- Goal
Please write out each of the entries below line for line, changing nothing.

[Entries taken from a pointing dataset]
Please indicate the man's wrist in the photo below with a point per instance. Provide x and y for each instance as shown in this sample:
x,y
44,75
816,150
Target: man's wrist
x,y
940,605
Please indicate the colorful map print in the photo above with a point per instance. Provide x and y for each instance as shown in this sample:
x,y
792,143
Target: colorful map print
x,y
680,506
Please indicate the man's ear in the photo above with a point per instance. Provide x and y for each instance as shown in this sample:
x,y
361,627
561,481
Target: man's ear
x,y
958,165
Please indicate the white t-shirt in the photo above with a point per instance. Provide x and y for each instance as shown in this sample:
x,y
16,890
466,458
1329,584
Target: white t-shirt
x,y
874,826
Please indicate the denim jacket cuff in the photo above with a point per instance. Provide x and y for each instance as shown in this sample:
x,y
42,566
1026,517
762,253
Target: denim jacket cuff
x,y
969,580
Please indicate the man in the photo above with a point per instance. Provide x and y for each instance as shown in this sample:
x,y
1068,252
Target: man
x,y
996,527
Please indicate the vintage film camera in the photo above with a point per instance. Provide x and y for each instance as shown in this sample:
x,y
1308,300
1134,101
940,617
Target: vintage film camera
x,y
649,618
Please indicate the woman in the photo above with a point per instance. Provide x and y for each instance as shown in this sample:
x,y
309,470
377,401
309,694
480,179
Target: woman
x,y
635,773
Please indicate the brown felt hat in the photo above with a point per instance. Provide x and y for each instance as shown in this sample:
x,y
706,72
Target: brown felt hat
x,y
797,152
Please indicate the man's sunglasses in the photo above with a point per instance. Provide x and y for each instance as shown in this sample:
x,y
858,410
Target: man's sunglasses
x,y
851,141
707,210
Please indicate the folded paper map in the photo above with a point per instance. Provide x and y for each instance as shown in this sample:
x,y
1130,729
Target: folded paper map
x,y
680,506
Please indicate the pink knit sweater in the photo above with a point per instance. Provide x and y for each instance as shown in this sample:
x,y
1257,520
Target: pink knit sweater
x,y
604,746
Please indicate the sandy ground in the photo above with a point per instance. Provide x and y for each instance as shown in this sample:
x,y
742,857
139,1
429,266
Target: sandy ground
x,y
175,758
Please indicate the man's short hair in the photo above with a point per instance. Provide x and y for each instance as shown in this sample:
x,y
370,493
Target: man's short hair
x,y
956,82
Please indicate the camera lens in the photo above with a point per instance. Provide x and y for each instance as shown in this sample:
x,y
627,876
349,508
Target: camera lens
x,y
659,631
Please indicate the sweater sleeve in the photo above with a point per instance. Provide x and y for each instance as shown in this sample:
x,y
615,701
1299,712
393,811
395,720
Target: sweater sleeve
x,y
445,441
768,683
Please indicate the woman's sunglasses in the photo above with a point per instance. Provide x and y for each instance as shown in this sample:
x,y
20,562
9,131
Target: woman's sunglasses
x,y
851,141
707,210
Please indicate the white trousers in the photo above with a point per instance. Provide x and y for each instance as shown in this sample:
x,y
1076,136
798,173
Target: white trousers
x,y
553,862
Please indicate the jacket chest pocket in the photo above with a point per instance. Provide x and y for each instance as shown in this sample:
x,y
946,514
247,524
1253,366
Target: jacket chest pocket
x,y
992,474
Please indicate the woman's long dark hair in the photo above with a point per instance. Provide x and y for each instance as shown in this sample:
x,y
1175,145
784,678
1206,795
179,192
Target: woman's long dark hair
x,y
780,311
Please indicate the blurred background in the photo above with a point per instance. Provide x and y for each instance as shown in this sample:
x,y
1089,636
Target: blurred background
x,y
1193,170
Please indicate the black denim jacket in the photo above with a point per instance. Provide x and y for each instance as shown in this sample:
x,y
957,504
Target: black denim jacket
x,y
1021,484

- Full response
Please indicate the man's wrist in the photo below with a point per instance. Provide x and y for each instance as shown in this sample:
x,y
44,75
816,150
Target: man's wrist
x,y
940,605
Please indicate the colorful map print in the photo above with a point per instance. Provide x and y for each instance as shown in this sample:
x,y
792,143
Target: colorful map print
x,y
680,506
Please indicate the man's ear in the photo above with a point per instance. Provide x and y for each instance as shown in this sample:
x,y
361,627
561,481
Target: man's ear
x,y
958,165
Please indicate the white t-shirt in the photo above with a point per instance. Provide x and y for each instance as shown in this sample:
x,y
16,890
466,458
1329,584
Target: white t-shirt
x,y
874,826
Please indicate the denim jacket cuff in the photo above with a point per instance. Provide x and y for each instance as shown in this sample:
x,y
42,566
1026,517
762,253
Target: denim jacket cuff
x,y
969,580
Please indicate the man in the photo above with a point per instance. Provide x and y for each instance as shown in this sample:
x,y
1068,252
Target: man
x,y
996,527
Please indicate the vintage film camera in the photo above with a point per instance. Provide x and y for each instance as shown in this sample:
x,y
1308,300
1134,101
940,617
Target: vintage film camera
x,y
649,618
Please indicate the woman in the photo above with a point per instance. Provide x and y for each instance as shown in this sample:
x,y
309,470
377,401
309,694
480,179
Target: woman
x,y
635,773
Please indicate the brown felt hat in the photo above with a point per instance. Provide x and y for each instance as shown in this sample:
x,y
706,72
Target: brown felt hat
x,y
797,152
Please indicate the man's sunglasses in the photo above with a point per instance. Provide x and y for each instance as shown in this sample:
x,y
858,410
Target: man's sunglasses
x,y
851,141
707,210
Please indicate the folded paper map in the photo above with a point per instance. Provide x and y for each instance as shown in this sample:
x,y
1130,729
Target: folded paper map
x,y
680,506
Please indicate the pink knit sweater in the photo above with a point per instance. Provide x and y for each instance as shown in this sample:
x,y
1257,520
Target: pink knit sweater
x,y
604,746
Please indicate the sandy ground in the photo above with a point per instance. Provide x and y for each instance as shown in this sample:
x,y
742,857
139,1
429,266
Target: sandy ground
x,y
175,758
Please indicate the man's short hair in the photo above with a point per instance. Provide x and y for each instance as shown in this sample:
x,y
370,493
Target: man's short hair
x,y
956,82
Please indicate the camera lens in the photo above with a point per instance. Provide x and y for each instance as shown in this sample:
x,y
627,876
349,508
Target: camera lens
x,y
659,631
Please indicate the sweater sleeve in the photo above with a point per instance. Provide x and y for each instance as shown in this sample:
x,y
615,701
1299,712
393,811
395,720
Target: sweater sleeve
x,y
445,441
768,683
Please indicate the woman's sunglasses in the photo above with a point per instance. Provide x and y for each instance as shown in this sample:
x,y
20,562
9,131
Target: woman's sunglasses
x,y
851,141
707,210
Please indicate the white trousers in the photo above with a point per instance. Provide x and y for each instance as shown in this sample:
x,y
1076,136
798,173
Target: white trousers
x,y
553,862
Please indicate the jacket chest pocket in the photo above with a point per instance. Provide x and y for each instance as shown in this sample:
x,y
946,514
247,524
1253,366
Target: jacket chest pocket
x,y
992,474
Please indicate the woman's long dark hair in the photo above with a point per instance. Provide x and y for each instance as shown in this sample:
x,y
1175,145
784,678
1206,795
179,192
Target: woman's long dark hair
x,y
780,311
Please indicate the blurred background in the photo above with a point per instance. Provide x and y for each instance as shown in this sample:
x,y
1089,636
Target: blurred background
x,y
1193,170
Please indicate the black denim jacket in the photo above with a point per instance. Provide x and y for each instance as shown in this sample:
x,y
957,504
Target: black denim jacket
x,y
1021,484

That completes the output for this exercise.